- [Text]
What innovation is not is simply incorporating any shiny new technological solution that comes your way just to seem like your operation is on the cutting edge. Better terms for that practice, in fact, would be waste, bloat, and inefficiency. Really, innovation is simply identifying new sources of profit for your business, then taking steps to realize that profit.

Take the service department, for example. There’s a particular missed opportunity that’s been plaguing service departments forever now: following up with customers who have declined recommended service. That might seem like a strange issue to zero in on but think of your customers in terms of how much profit they might generate for your business over the full lifetime of your relationship ─ not just the initial vehicle sale or service job. When you consider long-term value, effective and consistent follow-up in service becomes a tremendous opportunity.


Turning Declined Service into an Opportunity

Unfortunately, if you’re like most dealers, your follow-up process for declined service is probably manual, inconsistently executed, and not returning the results you need it to. That’s not a knock on your service advisors. They often have more on their plates than they know what to do with as it is. When there are several different fires to put out across the department at any given moment, who can blame them for not prioritizing pushing service work the customer has already said they don’t want? Still, the end result of this inconsistency has a real and negative impact on your profitability. You can chalk that up to the cost of running a service department, or you can choose to see it as an opportunity for improvement.

Entries for bounding box labeling
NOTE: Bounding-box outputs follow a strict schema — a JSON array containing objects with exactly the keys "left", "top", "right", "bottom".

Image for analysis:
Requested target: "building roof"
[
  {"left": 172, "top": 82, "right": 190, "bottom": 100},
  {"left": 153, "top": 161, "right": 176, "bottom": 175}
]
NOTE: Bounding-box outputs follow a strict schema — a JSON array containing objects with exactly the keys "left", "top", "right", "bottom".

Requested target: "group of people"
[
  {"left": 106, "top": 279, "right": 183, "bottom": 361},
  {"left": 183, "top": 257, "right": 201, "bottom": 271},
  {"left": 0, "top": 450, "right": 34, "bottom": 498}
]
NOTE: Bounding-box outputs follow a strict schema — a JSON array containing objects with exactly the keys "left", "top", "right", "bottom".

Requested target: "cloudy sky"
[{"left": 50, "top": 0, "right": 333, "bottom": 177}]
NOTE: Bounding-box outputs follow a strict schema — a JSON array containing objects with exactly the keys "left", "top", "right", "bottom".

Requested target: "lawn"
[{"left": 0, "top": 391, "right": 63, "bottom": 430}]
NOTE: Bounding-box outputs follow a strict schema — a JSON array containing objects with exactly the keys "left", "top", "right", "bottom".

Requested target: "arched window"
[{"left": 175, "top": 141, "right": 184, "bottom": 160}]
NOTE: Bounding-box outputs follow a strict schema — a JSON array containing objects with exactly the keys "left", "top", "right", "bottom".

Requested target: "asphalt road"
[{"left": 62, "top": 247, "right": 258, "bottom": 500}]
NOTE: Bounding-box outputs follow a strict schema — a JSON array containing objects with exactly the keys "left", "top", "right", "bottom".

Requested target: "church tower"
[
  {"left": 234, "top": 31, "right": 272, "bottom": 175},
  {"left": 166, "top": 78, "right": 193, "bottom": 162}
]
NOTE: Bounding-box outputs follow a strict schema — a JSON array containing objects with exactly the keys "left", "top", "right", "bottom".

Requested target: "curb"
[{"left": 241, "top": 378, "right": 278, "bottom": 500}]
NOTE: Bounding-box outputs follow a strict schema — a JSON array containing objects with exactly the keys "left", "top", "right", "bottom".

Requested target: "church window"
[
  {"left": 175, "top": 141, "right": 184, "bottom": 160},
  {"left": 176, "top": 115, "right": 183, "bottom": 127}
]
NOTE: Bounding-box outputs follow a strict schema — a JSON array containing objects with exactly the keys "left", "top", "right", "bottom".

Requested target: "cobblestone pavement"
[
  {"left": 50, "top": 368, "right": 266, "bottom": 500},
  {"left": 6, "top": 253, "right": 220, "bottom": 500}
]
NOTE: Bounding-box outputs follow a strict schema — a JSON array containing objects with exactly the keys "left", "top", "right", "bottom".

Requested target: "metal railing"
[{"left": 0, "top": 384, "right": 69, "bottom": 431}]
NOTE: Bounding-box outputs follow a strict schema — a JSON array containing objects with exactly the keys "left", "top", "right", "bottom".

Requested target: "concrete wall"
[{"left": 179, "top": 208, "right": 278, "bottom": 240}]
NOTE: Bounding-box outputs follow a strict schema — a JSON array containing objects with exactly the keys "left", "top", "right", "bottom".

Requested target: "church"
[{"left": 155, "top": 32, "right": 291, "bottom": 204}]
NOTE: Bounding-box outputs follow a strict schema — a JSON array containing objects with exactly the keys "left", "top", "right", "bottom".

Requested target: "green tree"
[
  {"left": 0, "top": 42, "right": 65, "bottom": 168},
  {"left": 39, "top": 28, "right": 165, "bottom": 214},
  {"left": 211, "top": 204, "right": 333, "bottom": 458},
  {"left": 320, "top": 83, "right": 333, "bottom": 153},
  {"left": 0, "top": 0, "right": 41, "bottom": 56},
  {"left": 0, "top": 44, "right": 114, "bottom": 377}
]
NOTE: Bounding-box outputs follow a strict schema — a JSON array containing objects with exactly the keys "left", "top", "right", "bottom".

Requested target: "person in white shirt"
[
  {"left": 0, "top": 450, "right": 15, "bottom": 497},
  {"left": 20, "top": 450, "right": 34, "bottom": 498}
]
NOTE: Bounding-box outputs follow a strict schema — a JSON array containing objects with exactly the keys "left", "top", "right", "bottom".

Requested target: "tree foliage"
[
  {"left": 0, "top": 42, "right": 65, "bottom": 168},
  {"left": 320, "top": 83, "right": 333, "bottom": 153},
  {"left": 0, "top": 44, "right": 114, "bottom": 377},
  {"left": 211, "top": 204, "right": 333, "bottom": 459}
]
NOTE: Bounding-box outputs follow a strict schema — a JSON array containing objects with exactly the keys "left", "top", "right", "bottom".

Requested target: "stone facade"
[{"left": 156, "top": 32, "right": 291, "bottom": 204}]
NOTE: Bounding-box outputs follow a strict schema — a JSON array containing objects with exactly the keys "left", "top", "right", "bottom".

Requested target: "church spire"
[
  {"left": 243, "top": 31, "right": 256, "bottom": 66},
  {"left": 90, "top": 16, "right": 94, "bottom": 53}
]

- [Required work]
(a) Can you give the declined-service text again, starting with "Turning Declined Service" and going on through "opportunity for improvement.", renaming "service advisors" as "service writers"?
(b) Could you go on with the text on declined-service follow-up from the point where it stops?

- [Task-by-task answers]
(a)
Turning Declined Service into an Opportunity

Unfortunately, if you’re like most dealers, your follow-up process for declined service is probably manual, inconsistently executed, and not returning the results you need it to. That’s not a knock on your service writers. They often have more on their plates than they know what to do with as it is. When there are several different fires to put out across the department at any given moment, who can blame them for not prioritizing pushing service work the customer has already said they don’t want? Still, the end result of this inconsistency has a real and negative impact on your profitability. You can chalk that up to the cost of running a service department, or you can choose to see it as an opportunity for improvement.

(b)
If you’re reading this, I suspect you fall into the second group. Good! As it has so many times in the past, the answer lies in innovation. In this case, the best solution to inconsistent declined service follow-up is a process to automatically and dynamically follow up with customers who decline recommended services for their vehicles.

An automatic system immediately gets you that missing consistency, as you remove the burden of ensuring follow-up with every customer from your advisors while creating a standardized process. It also softens the sell itself, as your customers will probably respond more favorably to a soft, personalized message from an automated system rather than feeling pressured (justified or not) in the service department.

Ultimately, though, what we really care about here is profit opportunity. With a dynamic, personalized response to every customer’s individual needs, you in effect turn every instance of declined service into an event-based targeted marketing opportunity.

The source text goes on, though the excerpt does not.